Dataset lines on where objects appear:

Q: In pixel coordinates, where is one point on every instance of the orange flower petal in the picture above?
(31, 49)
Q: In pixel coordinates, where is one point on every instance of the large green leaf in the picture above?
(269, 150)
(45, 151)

==

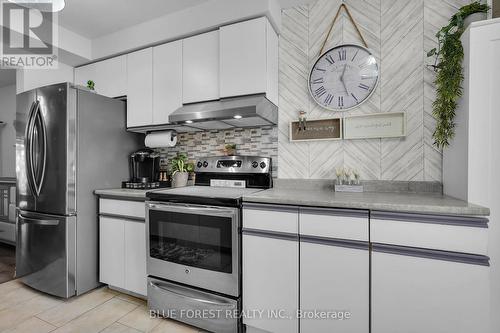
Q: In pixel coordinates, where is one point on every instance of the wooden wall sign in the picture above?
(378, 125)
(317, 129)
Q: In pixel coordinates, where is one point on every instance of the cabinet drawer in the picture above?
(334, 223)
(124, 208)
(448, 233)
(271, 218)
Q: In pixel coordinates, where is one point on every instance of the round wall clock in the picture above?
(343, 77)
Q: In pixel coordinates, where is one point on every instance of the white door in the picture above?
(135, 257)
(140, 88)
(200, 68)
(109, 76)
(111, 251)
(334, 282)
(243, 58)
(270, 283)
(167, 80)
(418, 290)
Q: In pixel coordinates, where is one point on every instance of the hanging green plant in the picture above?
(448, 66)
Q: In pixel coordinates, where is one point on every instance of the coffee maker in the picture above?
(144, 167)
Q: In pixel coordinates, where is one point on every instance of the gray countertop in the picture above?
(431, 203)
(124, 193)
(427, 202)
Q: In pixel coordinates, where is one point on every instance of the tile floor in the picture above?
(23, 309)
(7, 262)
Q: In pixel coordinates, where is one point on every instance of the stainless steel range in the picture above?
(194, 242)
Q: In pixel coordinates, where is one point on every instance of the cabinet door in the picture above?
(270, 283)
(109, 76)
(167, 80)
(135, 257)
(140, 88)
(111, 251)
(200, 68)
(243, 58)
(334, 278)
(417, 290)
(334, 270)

- **Stated problem**:
Count the lines in both blocks above that contain the word "every", and reply with the number alone.

- **Response to the task**:
12